Pierce O'Farrill, wounded three times in the shooting, made a point of finding his old seat in the second row of the theater. He called it "just a part of closure."
Tom Sullivan, whose son, Alex, was killed, also attended. He said, "Nobody is going to stop us from living our lives the way that we lived our lives before."
Alex's widow, Cassandra Sullivan, joined a boycott of the event. So did Tom Teves, whose own son, Alex, also was killed.
Many who attended said this is a page the community had to turn to move forward.
"This is huge for Aurora and good for the community," said Destiny Dykes, who was watching a midnight movie that night, but not in the theater that came under attack. "I don't understand the negativity surrounding the reopening of this theater."
Dykes is impressed by the changes made to the theater. She called it open, bright and full of great energy. She said she looks forward to visiting the theater again under more relaxed circumstances.
"I feel the police presence here is unnecessary," said Dykes.
Around every corner and at each entrance and exit of the theater, uniformed and armed guards were positioned. Cinemark did not indicate how regularly armed police may be stationed at the theater.
Jesenia Ledsma was grateful for the police in attendance. One thing she'll remember about the night is getting the chance to talk with police officers about what happened in July.
"I was nervous but I'm really glad I did come," said Ledesma, who returned to theater 9 (now named theater I) with her husband Jose. "If we had boycotted it would be like letting [James Holmes] control the community.
Victims have filed at least three federal lawsuits against Texas-based Cinemark Holdings Inc., alleging it should have provided security for the midnight showing of "The Dark Knight Rises," which was showing when the attack occurred.
The theater will be open to the public through Monday. It will be showing movies for free according to a theater spokesperson. Century Aurora will then close for a few days and reopen as a normal theater January 25.

============

## Request 1:
Decide whether each statement agrees with the article about the Aurora theater reopening. Answer yes or no and quote the deciding words. (a) Pierce O'Farrill sat in the back row of the theater. (b) Cassandra Sullivan joined a boycott of the event. (c) Century Aurora will reopen as a normal theater January 25.
## Request 2:
In the article about the Aurora theater reopening, switch "theater" to "cinema" and write out the passage between "Around every corner" and "happened in July.", inclusive.

============

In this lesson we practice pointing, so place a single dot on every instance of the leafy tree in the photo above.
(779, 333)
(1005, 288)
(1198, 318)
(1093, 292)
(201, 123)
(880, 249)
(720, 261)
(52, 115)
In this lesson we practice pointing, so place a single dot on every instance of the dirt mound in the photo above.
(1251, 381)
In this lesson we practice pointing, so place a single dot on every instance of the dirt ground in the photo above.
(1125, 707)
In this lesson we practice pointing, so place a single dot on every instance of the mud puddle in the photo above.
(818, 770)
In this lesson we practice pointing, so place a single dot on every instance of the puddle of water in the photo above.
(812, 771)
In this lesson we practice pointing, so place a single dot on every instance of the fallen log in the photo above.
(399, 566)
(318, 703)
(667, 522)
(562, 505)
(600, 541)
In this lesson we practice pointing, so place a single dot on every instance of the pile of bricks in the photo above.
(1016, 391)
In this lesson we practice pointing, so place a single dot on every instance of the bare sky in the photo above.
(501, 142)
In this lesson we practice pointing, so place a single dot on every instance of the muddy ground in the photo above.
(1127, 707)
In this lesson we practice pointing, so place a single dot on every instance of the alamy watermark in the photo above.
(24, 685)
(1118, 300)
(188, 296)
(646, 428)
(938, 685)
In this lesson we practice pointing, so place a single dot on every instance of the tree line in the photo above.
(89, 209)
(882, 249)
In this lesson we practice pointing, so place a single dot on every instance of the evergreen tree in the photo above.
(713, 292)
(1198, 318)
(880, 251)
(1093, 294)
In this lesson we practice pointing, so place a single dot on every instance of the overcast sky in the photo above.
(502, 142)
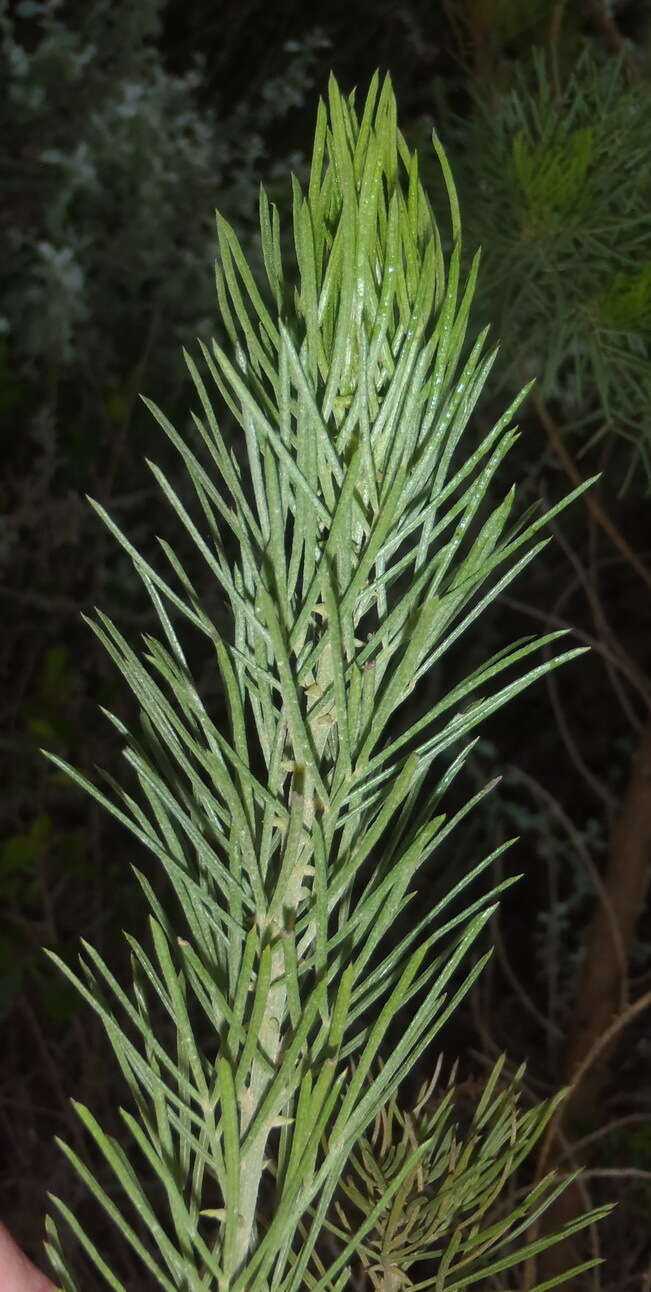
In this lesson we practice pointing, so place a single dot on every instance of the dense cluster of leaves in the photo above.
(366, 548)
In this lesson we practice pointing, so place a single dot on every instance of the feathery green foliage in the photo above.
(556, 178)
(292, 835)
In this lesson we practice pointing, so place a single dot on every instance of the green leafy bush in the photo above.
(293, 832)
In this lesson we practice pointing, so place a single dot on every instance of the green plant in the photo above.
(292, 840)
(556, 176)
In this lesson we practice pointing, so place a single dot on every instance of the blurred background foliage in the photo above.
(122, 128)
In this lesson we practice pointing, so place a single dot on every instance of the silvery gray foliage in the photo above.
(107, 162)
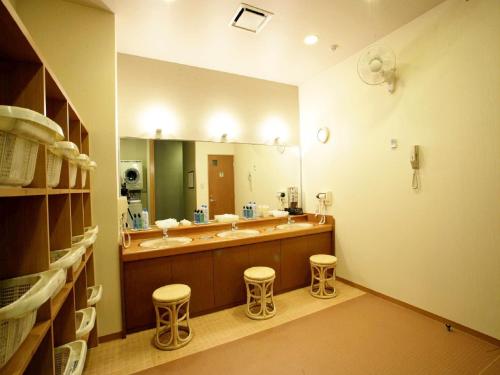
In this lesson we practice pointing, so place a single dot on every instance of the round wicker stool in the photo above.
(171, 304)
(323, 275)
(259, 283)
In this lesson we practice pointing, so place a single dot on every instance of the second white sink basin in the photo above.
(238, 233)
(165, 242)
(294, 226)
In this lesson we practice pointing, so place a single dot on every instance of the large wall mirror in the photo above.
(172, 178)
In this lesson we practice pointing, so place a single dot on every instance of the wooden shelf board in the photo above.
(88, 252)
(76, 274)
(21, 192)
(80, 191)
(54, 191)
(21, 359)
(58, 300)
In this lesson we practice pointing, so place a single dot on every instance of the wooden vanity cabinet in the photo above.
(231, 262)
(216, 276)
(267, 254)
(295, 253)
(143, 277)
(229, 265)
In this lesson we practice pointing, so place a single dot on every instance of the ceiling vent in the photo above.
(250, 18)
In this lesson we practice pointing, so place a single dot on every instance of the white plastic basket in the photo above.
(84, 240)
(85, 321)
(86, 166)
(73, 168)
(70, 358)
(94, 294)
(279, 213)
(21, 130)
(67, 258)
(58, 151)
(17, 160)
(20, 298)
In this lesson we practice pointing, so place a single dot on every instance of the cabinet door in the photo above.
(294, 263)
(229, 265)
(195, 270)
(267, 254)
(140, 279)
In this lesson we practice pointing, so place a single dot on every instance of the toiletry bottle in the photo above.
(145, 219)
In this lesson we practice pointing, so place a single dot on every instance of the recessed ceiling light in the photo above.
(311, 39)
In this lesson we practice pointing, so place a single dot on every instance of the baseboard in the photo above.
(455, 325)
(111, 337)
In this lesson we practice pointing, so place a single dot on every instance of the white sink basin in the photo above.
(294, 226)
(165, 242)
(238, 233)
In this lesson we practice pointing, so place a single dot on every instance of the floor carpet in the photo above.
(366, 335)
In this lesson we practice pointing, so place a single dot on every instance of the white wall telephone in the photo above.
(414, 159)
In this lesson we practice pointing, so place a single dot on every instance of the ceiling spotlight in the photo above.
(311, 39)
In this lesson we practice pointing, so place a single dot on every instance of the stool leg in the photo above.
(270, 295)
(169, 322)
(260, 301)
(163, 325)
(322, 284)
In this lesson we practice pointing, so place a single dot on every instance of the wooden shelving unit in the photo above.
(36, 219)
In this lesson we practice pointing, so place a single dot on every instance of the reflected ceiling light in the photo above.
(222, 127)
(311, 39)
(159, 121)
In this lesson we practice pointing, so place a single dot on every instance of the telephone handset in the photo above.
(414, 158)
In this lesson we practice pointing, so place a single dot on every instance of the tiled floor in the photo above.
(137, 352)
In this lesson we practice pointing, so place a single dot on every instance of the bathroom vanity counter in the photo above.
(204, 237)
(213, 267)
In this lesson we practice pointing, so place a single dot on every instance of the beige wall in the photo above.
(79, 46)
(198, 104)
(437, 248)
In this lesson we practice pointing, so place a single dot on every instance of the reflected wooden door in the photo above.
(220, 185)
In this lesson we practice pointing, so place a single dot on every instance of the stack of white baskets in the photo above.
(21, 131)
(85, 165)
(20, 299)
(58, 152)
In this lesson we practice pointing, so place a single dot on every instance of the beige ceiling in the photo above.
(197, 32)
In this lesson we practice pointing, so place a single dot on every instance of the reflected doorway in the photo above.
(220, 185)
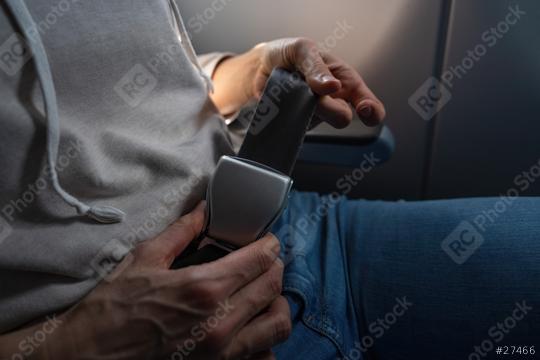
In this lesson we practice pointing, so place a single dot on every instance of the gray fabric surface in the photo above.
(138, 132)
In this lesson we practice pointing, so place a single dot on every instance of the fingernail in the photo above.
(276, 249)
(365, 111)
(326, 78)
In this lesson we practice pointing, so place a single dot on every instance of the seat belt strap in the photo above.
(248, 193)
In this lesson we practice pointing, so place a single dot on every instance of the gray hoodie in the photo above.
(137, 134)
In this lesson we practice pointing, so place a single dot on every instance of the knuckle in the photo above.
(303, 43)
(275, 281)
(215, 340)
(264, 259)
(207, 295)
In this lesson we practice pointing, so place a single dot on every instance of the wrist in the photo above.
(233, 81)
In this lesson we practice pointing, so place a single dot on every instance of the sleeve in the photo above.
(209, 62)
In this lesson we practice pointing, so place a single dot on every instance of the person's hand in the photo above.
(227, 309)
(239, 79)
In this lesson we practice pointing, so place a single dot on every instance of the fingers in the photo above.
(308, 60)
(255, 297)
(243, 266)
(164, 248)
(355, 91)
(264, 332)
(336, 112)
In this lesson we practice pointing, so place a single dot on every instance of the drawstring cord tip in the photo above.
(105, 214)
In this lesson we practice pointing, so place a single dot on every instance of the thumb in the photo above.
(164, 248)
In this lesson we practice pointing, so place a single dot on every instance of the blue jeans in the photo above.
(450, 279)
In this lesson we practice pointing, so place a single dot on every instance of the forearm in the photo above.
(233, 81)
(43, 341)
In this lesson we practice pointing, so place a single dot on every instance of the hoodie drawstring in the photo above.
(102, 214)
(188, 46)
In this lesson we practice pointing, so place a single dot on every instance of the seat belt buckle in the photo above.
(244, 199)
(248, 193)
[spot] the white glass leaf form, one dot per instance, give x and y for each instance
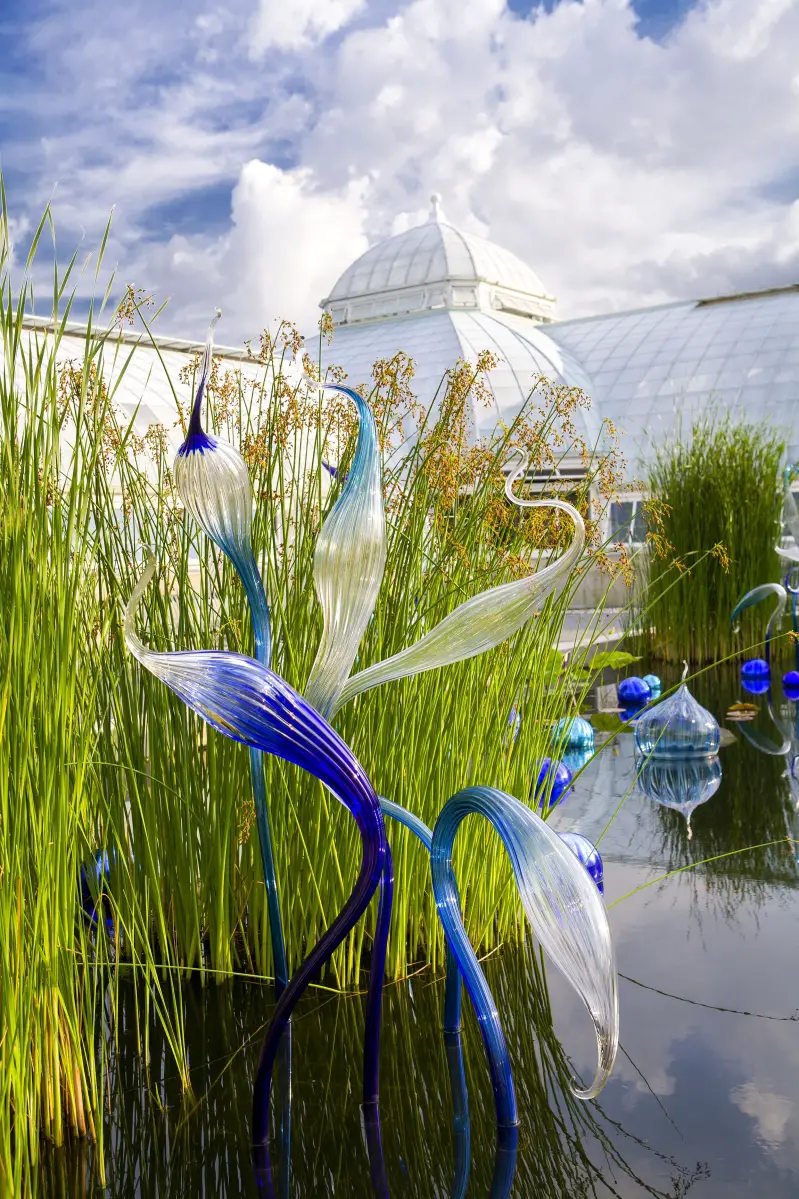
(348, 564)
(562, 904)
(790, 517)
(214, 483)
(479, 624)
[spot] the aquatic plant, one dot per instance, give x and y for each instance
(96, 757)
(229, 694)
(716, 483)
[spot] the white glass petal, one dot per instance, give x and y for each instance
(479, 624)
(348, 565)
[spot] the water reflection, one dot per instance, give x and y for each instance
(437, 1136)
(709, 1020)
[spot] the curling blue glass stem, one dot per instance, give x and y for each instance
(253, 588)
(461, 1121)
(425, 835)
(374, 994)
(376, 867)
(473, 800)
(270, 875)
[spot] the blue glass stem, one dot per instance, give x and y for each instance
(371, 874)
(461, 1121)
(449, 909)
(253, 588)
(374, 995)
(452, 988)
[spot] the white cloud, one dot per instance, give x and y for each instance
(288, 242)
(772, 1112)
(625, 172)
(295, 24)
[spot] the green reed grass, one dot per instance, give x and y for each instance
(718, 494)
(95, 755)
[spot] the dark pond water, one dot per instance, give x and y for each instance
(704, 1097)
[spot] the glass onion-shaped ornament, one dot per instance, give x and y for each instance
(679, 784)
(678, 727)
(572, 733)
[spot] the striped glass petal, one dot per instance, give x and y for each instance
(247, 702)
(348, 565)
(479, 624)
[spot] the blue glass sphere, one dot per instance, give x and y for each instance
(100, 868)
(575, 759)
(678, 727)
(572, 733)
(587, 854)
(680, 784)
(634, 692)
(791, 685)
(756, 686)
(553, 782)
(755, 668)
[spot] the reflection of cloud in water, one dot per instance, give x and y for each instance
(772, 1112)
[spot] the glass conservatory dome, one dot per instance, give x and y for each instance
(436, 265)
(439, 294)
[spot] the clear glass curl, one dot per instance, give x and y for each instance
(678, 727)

============

## Correct answer 1:
(a) No: "made a point of finding his old seat in the second row of the theater."
(b) Yes: "Alex's widow, Cassandra Sullivan, joined a boycott of the event."
(c) Yes: "Century Aurora will then close for a few days and reopen as a normal theater January 25."

## Correct answer 2:
Around every corner and at each entrance and exit of the cinema, uniformed and armed guards were positioned. Cinemark did not indicate how regularly armed police may be stationed at the cinema.
Jesenia Ledsma was grateful for the police in attendance. One thing she'll remember about the night is getting the chance to talk with police officers about what happened in July.